_WORK TO BE COMPLETED_
Print the material below line for line, changing nothing.

Excerpts from a location annotation dataset:
════

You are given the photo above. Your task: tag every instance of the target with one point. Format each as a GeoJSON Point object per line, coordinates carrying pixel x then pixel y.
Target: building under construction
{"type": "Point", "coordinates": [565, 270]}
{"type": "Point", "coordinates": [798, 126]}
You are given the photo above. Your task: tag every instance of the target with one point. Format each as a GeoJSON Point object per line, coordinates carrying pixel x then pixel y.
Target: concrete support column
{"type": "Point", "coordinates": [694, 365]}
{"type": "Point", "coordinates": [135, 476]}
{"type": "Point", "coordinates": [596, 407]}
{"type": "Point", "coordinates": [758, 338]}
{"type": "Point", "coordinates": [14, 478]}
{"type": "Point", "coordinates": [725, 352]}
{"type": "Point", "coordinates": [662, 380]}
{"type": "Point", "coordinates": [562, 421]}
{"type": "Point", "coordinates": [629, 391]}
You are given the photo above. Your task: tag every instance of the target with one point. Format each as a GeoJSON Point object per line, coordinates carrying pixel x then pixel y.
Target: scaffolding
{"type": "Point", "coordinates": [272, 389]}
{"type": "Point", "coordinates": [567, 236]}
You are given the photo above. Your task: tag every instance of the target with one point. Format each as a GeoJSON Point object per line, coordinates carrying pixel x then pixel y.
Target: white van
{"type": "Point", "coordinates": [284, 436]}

════

_SOLUTION FOR THIS PROBLEM_
You are given the photo above. Your task: tag every instance of the target with one point. Format each as a GeoJSON Point object per line, coordinates carrying pixel x then pixel y.
Target: building under construction
{"type": "Point", "coordinates": [565, 270]}
{"type": "Point", "coordinates": [798, 126]}
You are given the photo above. Your task: tag every instance of the target with one point. Format each as a GeoJSON Point object per line, coordinates carrying pixel x then pixel y.
Target: concrete support column
{"type": "Point", "coordinates": [694, 365]}
{"type": "Point", "coordinates": [135, 476]}
{"type": "Point", "coordinates": [596, 407]}
{"type": "Point", "coordinates": [758, 338]}
{"type": "Point", "coordinates": [14, 478]}
{"type": "Point", "coordinates": [725, 352]}
{"type": "Point", "coordinates": [662, 380]}
{"type": "Point", "coordinates": [562, 421]}
{"type": "Point", "coordinates": [629, 391]}
You are given the photo above. Your task: tag every instance of the target with one point. Format each as a GeoJSON Point object per line, coordinates carrying pixel x then pixel y.
Target: scaffolding
{"type": "Point", "coordinates": [272, 389]}
{"type": "Point", "coordinates": [567, 236]}
You are given the photo above. Your task: tag every instance of the target with one point. Format each as a GeoJSON Point object per line, coordinates carrying pixel x then pixel y.
Target: white van
{"type": "Point", "coordinates": [284, 436]}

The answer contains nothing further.